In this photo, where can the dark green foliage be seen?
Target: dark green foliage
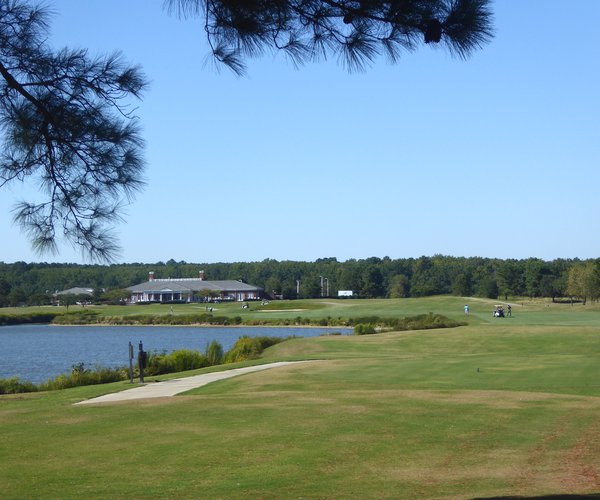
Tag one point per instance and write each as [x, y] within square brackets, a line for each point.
[214, 353]
[40, 318]
[370, 324]
[82, 376]
[364, 329]
[81, 317]
[22, 283]
[177, 361]
[66, 126]
[15, 386]
[249, 348]
[354, 32]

○ ○ ○

Format the rows above as a two-column CSV with the headers "prompt" and "completion", with one line for each row. Put each row's text and its answer in their own quoted fields, replace line breaks with spaces, and leave out the pictures.

**RESPONSE FOR THIS EXERCISE**.
prompt,completion
"In this photo, where can the dark green foliage be seen? Target: dark green foliage Tag one point per instance and write each as [x, y] within square brackets, a line for each point.","[214, 353] [40, 318] [370, 324] [82, 376] [364, 329] [81, 317] [22, 283] [177, 361] [66, 126] [15, 386] [249, 348] [354, 32]"